Stored data entries
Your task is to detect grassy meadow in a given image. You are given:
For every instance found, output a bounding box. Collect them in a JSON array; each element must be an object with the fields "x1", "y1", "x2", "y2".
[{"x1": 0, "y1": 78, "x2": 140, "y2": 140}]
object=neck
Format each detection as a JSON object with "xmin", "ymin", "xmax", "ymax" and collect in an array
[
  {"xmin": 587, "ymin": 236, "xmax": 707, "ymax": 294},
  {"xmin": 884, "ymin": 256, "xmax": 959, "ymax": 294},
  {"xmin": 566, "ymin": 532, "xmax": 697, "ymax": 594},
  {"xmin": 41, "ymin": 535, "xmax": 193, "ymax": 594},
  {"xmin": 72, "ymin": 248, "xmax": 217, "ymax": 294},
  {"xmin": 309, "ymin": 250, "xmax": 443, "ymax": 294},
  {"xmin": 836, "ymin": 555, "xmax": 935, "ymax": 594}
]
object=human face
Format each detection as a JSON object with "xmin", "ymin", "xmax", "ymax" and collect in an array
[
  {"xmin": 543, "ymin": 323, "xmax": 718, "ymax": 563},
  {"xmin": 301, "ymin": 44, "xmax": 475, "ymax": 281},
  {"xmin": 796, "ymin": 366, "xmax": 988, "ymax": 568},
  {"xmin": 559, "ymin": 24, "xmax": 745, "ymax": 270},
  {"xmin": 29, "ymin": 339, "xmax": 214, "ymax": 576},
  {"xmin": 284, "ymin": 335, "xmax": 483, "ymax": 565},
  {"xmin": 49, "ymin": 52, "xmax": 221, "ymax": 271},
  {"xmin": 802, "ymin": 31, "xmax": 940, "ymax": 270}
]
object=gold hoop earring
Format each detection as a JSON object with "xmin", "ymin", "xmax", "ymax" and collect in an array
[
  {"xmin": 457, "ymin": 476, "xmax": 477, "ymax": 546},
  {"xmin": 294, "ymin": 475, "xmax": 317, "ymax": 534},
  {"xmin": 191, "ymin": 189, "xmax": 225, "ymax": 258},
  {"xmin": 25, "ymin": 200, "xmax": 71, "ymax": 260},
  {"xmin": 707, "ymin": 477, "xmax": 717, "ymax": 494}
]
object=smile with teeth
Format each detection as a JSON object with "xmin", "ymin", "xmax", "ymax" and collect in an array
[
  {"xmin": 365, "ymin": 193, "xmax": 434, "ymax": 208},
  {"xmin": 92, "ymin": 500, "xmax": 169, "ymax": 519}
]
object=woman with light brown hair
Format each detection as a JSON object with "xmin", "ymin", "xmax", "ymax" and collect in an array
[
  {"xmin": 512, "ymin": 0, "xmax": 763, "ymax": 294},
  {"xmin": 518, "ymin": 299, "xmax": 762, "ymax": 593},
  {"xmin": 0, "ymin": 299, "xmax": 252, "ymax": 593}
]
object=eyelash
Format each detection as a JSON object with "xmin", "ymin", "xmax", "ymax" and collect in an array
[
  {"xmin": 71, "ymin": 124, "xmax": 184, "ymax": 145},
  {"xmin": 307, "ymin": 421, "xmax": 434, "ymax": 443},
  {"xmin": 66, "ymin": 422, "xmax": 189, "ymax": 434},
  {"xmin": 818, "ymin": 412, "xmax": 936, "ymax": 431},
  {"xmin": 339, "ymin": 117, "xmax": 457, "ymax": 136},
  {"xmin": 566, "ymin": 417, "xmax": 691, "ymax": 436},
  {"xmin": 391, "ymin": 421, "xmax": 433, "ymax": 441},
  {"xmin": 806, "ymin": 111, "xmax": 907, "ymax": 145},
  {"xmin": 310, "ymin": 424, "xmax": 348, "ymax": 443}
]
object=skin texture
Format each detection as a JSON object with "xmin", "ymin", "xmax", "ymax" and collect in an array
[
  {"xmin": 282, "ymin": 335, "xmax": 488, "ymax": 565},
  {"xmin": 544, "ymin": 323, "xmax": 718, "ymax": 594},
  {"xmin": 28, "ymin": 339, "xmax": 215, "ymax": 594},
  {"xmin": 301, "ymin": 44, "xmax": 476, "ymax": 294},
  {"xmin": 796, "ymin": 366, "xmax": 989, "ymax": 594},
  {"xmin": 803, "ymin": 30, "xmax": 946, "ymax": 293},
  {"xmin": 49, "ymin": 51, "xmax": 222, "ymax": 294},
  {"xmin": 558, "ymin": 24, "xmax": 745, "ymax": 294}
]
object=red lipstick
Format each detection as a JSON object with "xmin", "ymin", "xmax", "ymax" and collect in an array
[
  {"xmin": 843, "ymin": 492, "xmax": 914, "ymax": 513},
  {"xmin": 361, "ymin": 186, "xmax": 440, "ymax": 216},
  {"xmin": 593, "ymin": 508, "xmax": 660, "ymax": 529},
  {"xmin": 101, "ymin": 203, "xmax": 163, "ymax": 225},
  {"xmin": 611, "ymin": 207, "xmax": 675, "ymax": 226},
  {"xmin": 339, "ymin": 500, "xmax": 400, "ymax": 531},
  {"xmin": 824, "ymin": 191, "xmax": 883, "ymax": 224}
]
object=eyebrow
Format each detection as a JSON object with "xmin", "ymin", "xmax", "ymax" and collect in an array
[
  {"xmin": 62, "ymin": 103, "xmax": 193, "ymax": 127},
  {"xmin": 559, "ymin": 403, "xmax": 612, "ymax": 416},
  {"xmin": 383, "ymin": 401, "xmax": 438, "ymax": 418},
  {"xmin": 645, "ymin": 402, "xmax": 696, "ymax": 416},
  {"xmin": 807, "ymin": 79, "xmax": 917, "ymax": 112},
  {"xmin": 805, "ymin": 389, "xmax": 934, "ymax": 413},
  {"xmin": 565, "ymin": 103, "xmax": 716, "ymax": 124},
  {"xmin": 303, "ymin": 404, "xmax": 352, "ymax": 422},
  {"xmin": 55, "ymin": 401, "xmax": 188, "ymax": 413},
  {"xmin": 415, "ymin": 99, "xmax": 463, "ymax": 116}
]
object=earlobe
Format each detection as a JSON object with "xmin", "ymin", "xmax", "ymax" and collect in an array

● THE TASK
Copy all the records exactly so that no character differs from the source.

● OUTPUT
Your task is to detect grassy meadow in a given image. You are given:
For every instance found, output a bounding box. Collect them in a JSON array; each element must be an object with the fields "x1", "y1", "x2", "y2".
[{"x1": 0, "y1": 78, "x2": 140, "y2": 140}]
object=neck
Format each detection as a JSON object with "xmin", "ymin", "xmax", "ymax" and collect in an array
[
  {"xmin": 587, "ymin": 236, "xmax": 707, "ymax": 294},
  {"xmin": 884, "ymin": 256, "xmax": 959, "ymax": 294},
  {"xmin": 566, "ymin": 532, "xmax": 697, "ymax": 594},
  {"xmin": 41, "ymin": 535, "xmax": 193, "ymax": 594},
  {"xmin": 72, "ymin": 248, "xmax": 217, "ymax": 294},
  {"xmin": 309, "ymin": 250, "xmax": 443, "ymax": 294},
  {"xmin": 836, "ymin": 555, "xmax": 935, "ymax": 594}
]
object=human face
Format each detection as a JSON object with "xmin", "ymin", "xmax", "ymax" and collect in an array
[
  {"xmin": 543, "ymin": 323, "xmax": 718, "ymax": 563},
  {"xmin": 301, "ymin": 44, "xmax": 475, "ymax": 281},
  {"xmin": 796, "ymin": 366, "xmax": 988, "ymax": 568},
  {"xmin": 559, "ymin": 24, "xmax": 745, "ymax": 270},
  {"xmin": 29, "ymin": 339, "xmax": 214, "ymax": 576},
  {"xmin": 284, "ymin": 335, "xmax": 483, "ymax": 565},
  {"xmin": 49, "ymin": 52, "xmax": 221, "ymax": 271},
  {"xmin": 802, "ymin": 31, "xmax": 940, "ymax": 270}
]
object=gold hoop earring
Format each detection as a JSON object with "xmin", "ymin", "xmax", "ymax" and collect in an array
[
  {"xmin": 457, "ymin": 476, "xmax": 477, "ymax": 546},
  {"xmin": 294, "ymin": 475, "xmax": 317, "ymax": 534},
  {"xmin": 191, "ymin": 189, "xmax": 225, "ymax": 258},
  {"xmin": 25, "ymin": 200, "xmax": 71, "ymax": 260},
  {"xmin": 707, "ymin": 477, "xmax": 717, "ymax": 494}
]
object=smile with teeth
Format each detection as a JSON object with "xmin", "ymin", "xmax", "ymax" and collect in an array
[
  {"xmin": 365, "ymin": 193, "xmax": 434, "ymax": 208},
  {"xmin": 92, "ymin": 500, "xmax": 169, "ymax": 519}
]
object=woman with light brown hair
Format each detection as a JSON object with "xmin", "ymin", "xmax", "ymax" and collect in an array
[
  {"xmin": 512, "ymin": 0, "xmax": 763, "ymax": 294},
  {"xmin": 518, "ymin": 299, "xmax": 762, "ymax": 593},
  {"xmin": 0, "ymin": 299, "xmax": 252, "ymax": 593}
]
object=eyelash
Format each detection as a JSON object with "xmin", "ymin", "xmax", "ymax" and collect in an array
[
  {"xmin": 71, "ymin": 124, "xmax": 184, "ymax": 145},
  {"xmin": 307, "ymin": 421, "xmax": 434, "ymax": 443},
  {"xmin": 66, "ymin": 422, "xmax": 189, "ymax": 434},
  {"xmin": 818, "ymin": 412, "xmax": 936, "ymax": 431},
  {"xmin": 339, "ymin": 117, "xmax": 457, "ymax": 136},
  {"xmin": 566, "ymin": 417, "xmax": 691, "ymax": 436},
  {"xmin": 391, "ymin": 421, "xmax": 433, "ymax": 441},
  {"xmin": 806, "ymin": 111, "xmax": 907, "ymax": 145},
  {"xmin": 310, "ymin": 424, "xmax": 348, "ymax": 443}
]
object=skin texture
Format each detection as a JSON object with "xmin", "ymin", "xmax", "ymax" and collect in an array
[
  {"xmin": 282, "ymin": 335, "xmax": 488, "ymax": 565},
  {"xmin": 544, "ymin": 323, "xmax": 718, "ymax": 594},
  {"xmin": 28, "ymin": 339, "xmax": 215, "ymax": 594},
  {"xmin": 301, "ymin": 44, "xmax": 476, "ymax": 294},
  {"xmin": 796, "ymin": 366, "xmax": 989, "ymax": 594},
  {"xmin": 803, "ymin": 30, "xmax": 946, "ymax": 293},
  {"xmin": 49, "ymin": 51, "xmax": 222, "ymax": 294},
  {"xmin": 558, "ymin": 24, "xmax": 745, "ymax": 294}
]
object=red lipstick
Format each detection as a JSON object with "xmin", "ymin", "xmax", "ymax" and collect in an array
[
  {"xmin": 843, "ymin": 492, "xmax": 914, "ymax": 513},
  {"xmin": 361, "ymin": 186, "xmax": 440, "ymax": 216},
  {"xmin": 593, "ymin": 508, "xmax": 660, "ymax": 529},
  {"xmin": 101, "ymin": 203, "xmax": 163, "ymax": 225},
  {"xmin": 611, "ymin": 207, "xmax": 675, "ymax": 226},
  {"xmin": 339, "ymin": 500, "xmax": 400, "ymax": 531},
  {"xmin": 824, "ymin": 191, "xmax": 883, "ymax": 224}
]
object=eyebrow
Format each detection as a JSON object with "xmin", "ymin", "xmax", "ymax" and collect in an array
[
  {"xmin": 62, "ymin": 103, "xmax": 193, "ymax": 127},
  {"xmin": 559, "ymin": 403, "xmax": 612, "ymax": 416},
  {"xmin": 383, "ymin": 401, "xmax": 438, "ymax": 418},
  {"xmin": 645, "ymin": 402, "xmax": 696, "ymax": 416},
  {"xmin": 807, "ymin": 79, "xmax": 917, "ymax": 112},
  {"xmin": 805, "ymin": 389, "xmax": 934, "ymax": 413},
  {"xmin": 565, "ymin": 103, "xmax": 716, "ymax": 124},
  {"xmin": 303, "ymin": 404, "xmax": 352, "ymax": 422},
  {"xmin": 55, "ymin": 401, "xmax": 188, "ymax": 413},
  {"xmin": 415, "ymin": 99, "xmax": 463, "ymax": 116}
]
object=earlobe
Format each detection as a JSON object with "xmin", "ymin", "xmax", "ymax" and collect in an array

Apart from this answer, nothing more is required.